Your assignment. The listing below is to be copied exactly, with pictures excluded.

⁂

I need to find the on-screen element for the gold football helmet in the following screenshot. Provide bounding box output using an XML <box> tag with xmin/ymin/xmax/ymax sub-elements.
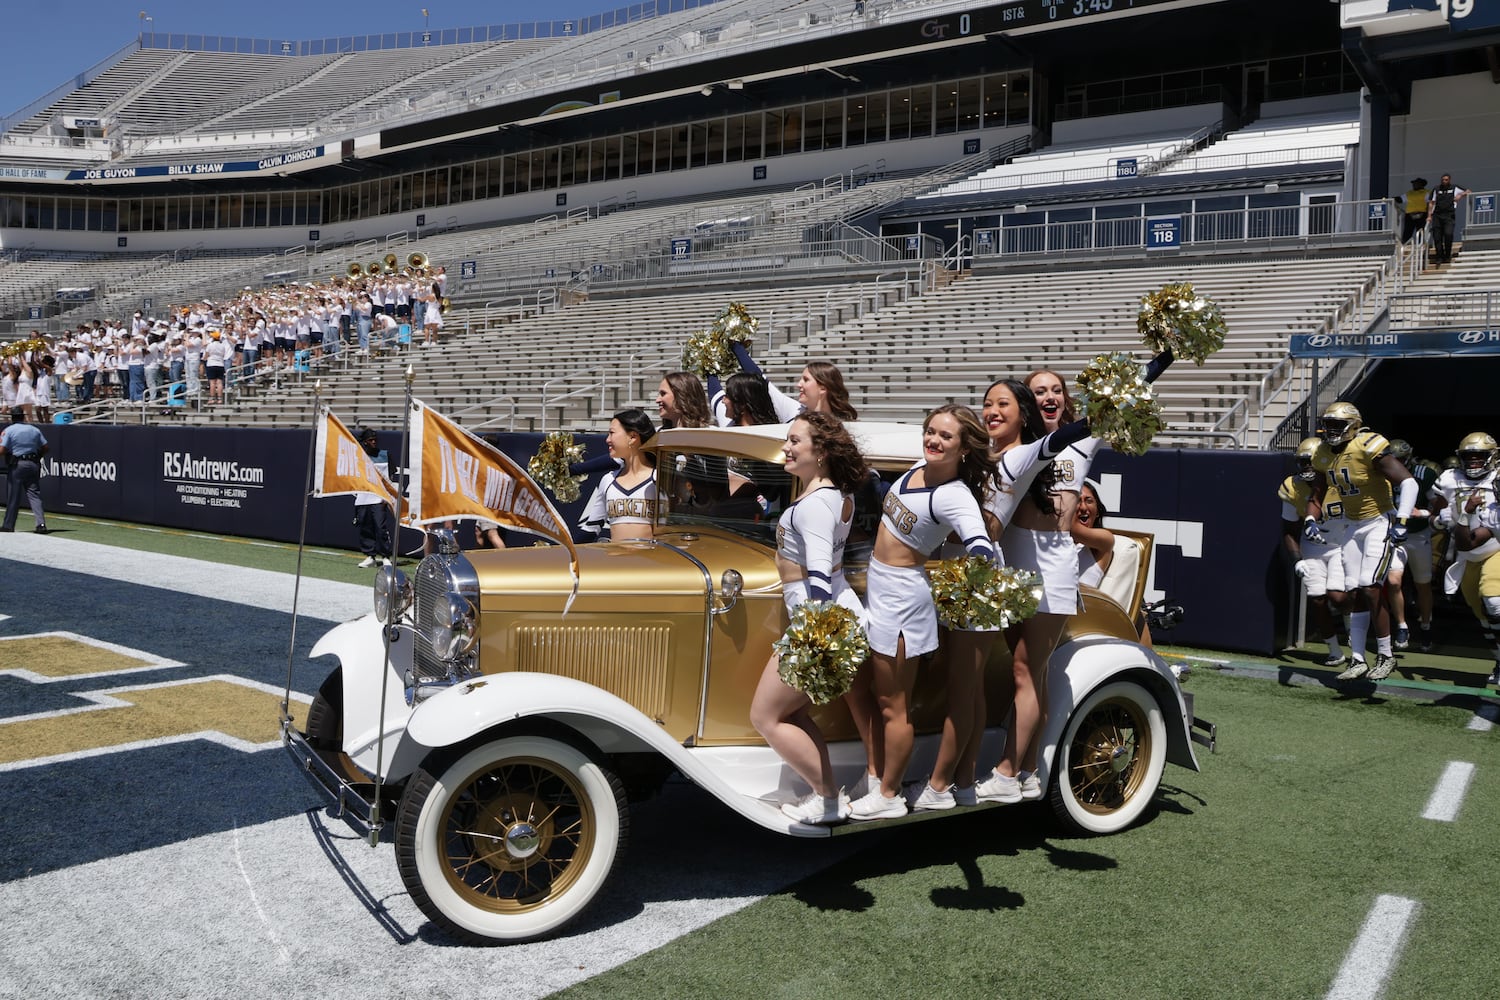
<box><xmin>1456</xmin><ymin>432</ymin><xmax>1498</xmax><ymax>481</ymax></box>
<box><xmin>1386</xmin><ymin>438</ymin><xmax>1413</xmax><ymax>465</ymax></box>
<box><xmin>1295</xmin><ymin>437</ymin><xmax>1333</xmax><ymax>481</ymax></box>
<box><xmin>1318</xmin><ymin>401</ymin><xmax>1363</xmax><ymax>446</ymax></box>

⁂

Task response.
I need to find the on-screen element for the gold football helmet in the following screenshot. Provide bounding box output using an XML <box> tag with xmin/ymin/xmax/ymax sub-elements.
<box><xmin>1456</xmin><ymin>432</ymin><xmax>1498</xmax><ymax>481</ymax></box>
<box><xmin>1386</xmin><ymin>438</ymin><xmax>1413</xmax><ymax>465</ymax></box>
<box><xmin>1295</xmin><ymin>437</ymin><xmax>1333</xmax><ymax>481</ymax></box>
<box><xmin>1318</xmin><ymin>401</ymin><xmax>1363</xmax><ymax>446</ymax></box>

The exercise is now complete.